• Task data:
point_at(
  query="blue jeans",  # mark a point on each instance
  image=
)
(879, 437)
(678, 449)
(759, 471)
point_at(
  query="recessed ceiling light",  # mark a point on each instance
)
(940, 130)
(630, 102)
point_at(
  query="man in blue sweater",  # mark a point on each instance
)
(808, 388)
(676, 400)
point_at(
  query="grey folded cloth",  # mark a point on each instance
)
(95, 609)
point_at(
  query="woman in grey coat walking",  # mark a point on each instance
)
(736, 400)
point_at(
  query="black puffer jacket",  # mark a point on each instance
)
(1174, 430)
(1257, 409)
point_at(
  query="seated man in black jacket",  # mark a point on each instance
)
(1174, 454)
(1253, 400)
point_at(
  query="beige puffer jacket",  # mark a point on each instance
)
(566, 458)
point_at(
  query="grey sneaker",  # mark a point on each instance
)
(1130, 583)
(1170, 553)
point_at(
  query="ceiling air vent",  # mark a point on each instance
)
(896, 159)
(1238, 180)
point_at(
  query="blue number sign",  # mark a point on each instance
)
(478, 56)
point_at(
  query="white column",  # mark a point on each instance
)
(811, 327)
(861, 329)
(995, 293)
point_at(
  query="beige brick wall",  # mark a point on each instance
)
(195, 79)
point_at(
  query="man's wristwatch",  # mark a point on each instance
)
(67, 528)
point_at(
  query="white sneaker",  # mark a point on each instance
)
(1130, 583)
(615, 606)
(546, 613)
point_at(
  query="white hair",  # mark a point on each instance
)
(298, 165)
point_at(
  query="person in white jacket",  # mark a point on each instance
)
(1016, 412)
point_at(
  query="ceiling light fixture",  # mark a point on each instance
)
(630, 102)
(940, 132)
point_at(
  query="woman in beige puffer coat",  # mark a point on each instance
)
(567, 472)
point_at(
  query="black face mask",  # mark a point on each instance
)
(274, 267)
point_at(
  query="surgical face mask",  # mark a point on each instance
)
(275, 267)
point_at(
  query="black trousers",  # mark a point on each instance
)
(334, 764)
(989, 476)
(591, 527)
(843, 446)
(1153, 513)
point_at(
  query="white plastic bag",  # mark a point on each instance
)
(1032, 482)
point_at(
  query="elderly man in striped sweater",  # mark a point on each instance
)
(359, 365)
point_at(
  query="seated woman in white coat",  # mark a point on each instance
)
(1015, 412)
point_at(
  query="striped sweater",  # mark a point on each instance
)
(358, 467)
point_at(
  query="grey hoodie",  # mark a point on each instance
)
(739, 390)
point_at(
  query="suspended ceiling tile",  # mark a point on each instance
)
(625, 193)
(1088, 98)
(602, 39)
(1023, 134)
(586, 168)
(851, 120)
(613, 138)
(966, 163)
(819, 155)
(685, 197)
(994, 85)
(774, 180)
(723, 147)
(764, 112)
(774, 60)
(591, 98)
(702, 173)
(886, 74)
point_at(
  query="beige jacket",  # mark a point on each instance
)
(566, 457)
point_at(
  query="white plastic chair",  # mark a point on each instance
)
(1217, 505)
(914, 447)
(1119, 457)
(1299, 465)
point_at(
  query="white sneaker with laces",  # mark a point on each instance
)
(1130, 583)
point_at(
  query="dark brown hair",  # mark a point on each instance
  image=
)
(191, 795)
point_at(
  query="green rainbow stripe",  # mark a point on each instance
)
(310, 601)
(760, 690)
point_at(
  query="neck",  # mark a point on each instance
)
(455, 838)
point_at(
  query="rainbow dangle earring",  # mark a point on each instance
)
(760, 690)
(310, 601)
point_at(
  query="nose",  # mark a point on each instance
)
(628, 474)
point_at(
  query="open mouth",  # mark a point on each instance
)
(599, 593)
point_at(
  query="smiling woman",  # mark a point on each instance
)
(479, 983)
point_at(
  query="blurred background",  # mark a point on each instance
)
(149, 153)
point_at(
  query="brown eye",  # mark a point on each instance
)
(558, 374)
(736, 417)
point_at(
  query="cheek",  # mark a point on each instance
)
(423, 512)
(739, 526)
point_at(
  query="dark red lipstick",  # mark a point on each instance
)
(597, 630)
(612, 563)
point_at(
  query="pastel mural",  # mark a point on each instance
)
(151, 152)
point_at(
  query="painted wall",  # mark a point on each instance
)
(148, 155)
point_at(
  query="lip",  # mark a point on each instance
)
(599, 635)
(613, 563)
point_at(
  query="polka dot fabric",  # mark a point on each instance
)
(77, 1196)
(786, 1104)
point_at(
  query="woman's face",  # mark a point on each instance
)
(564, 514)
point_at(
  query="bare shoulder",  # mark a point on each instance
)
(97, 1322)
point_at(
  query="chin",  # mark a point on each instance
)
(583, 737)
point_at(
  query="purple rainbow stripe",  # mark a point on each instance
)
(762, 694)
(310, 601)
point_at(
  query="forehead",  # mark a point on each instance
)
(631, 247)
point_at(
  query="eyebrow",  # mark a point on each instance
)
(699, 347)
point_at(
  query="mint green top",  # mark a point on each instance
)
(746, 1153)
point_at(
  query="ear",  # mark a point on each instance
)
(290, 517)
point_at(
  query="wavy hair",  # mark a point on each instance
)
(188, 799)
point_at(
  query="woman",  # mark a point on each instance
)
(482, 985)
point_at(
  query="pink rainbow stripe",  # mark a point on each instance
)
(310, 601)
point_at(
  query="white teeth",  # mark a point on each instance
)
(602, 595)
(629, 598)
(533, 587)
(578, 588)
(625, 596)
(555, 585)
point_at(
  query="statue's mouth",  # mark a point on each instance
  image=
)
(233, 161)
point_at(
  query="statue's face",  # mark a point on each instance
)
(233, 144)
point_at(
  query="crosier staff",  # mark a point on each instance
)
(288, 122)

• Aim: Return every line of the listing that contains the string "ceiling".

• Finished task:
  query="recessed ceiling light",  # mark a point on each instance
  query="ceiling air vent",  # mark a point on each instance
  query="ceiling light fixture",  # mark a point on each instance
  query="suspended ceiling tile",  # mark a point on each instance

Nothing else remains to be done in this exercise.